Spatial localization data
+++
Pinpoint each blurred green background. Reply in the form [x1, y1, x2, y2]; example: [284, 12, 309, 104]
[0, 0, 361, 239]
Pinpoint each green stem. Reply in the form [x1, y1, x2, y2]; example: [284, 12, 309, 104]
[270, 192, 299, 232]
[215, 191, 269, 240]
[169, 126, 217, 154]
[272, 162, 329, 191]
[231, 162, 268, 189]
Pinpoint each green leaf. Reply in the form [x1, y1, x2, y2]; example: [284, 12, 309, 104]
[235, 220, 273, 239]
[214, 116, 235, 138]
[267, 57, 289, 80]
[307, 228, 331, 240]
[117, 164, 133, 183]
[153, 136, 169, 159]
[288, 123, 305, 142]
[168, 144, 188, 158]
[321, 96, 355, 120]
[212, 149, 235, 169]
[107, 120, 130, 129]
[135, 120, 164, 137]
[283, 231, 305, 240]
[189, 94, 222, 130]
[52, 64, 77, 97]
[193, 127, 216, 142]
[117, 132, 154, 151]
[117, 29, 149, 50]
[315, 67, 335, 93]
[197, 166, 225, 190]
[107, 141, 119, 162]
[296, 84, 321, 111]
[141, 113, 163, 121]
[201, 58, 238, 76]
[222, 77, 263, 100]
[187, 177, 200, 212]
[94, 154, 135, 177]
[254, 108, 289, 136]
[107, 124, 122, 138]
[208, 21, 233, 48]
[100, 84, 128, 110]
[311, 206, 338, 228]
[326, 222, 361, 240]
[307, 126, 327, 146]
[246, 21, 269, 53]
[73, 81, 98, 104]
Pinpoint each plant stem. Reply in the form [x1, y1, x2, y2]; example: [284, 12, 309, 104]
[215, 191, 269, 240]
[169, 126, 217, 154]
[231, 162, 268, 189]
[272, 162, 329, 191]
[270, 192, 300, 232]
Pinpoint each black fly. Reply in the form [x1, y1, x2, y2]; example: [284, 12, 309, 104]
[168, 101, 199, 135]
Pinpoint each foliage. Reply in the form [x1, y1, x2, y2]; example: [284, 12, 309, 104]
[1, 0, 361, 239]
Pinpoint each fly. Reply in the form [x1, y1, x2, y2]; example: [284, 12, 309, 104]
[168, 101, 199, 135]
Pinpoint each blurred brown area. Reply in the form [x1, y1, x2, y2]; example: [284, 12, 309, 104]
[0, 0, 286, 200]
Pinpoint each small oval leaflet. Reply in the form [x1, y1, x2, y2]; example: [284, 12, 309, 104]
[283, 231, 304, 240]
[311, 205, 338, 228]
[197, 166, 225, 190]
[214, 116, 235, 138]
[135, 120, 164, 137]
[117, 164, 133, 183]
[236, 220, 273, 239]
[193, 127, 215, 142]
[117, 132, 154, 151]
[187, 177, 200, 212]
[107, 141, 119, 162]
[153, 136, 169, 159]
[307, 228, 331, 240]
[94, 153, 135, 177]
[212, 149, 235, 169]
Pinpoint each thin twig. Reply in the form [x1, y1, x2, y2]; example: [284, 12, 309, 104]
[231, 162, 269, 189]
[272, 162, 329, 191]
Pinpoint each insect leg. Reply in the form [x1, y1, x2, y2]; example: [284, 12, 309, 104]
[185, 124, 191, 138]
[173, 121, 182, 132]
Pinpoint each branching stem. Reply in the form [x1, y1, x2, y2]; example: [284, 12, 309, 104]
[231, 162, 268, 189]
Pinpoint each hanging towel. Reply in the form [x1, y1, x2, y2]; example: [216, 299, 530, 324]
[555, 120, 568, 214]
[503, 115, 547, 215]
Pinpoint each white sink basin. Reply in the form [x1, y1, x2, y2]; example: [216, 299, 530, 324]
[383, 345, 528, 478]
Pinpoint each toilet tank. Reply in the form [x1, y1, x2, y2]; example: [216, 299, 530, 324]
+++
• **Task details**:
Write out again, exactly, the line containing "Pinpoint each foliage." and every later line of the records. Omit the rest.

• **Answer for the task**:
Pinpoint each foliage. Reply in the form [x1, y1, x2, y2]; example: [284, 12, 309, 104]
[1, 0, 361, 239]
Pinpoint each fly. Reply in the form [x1, y1, x2, y2]; example: [284, 12, 309, 104]
[168, 101, 199, 135]
Pinpoint each blurred brown area. Reply in the form [x1, y1, x2, y2]; example: [284, 12, 309, 104]
[0, 0, 286, 200]
Pinpoint each small oval leaflet. Reply in the form [x1, y1, x2, y2]; example: [284, 12, 309, 104]
[283, 231, 304, 240]
[311, 205, 338, 228]
[197, 166, 225, 190]
[214, 116, 235, 138]
[135, 120, 164, 137]
[117, 164, 133, 183]
[236, 220, 273, 239]
[193, 127, 215, 142]
[117, 132, 154, 151]
[187, 177, 200, 212]
[107, 141, 119, 162]
[153, 136, 169, 159]
[307, 228, 331, 240]
[94, 153, 135, 177]
[212, 149, 235, 169]
Pinpoint each thin twig. Reply in the form [x1, y1, x2, y2]; example: [284, 12, 309, 104]
[231, 162, 269, 189]
[272, 162, 329, 191]
Pinpoint each insect leg. Reply in the form [x1, y1, x2, y2]; example: [284, 12, 309, 104]
[185, 124, 191, 138]
[173, 121, 182, 132]
Pinpoint each branching stem. Reply in the form [x1, y1, x2, y2]; example: [284, 12, 309, 104]
[231, 162, 268, 189]
Pinpoint each hanging towel. Reply in the form [x1, y1, x2, y2]; example: [216, 299, 530, 324]
[555, 120, 568, 214]
[503, 115, 547, 215]
Pinpoint each white sink basin. Reply in the form [x1, y1, x2, y2]; example: [216, 299, 530, 324]
[383, 345, 528, 478]
Pinpoint each toilet tank. Reply in the form [x1, y1, x2, y2]; example: [216, 299, 530, 324]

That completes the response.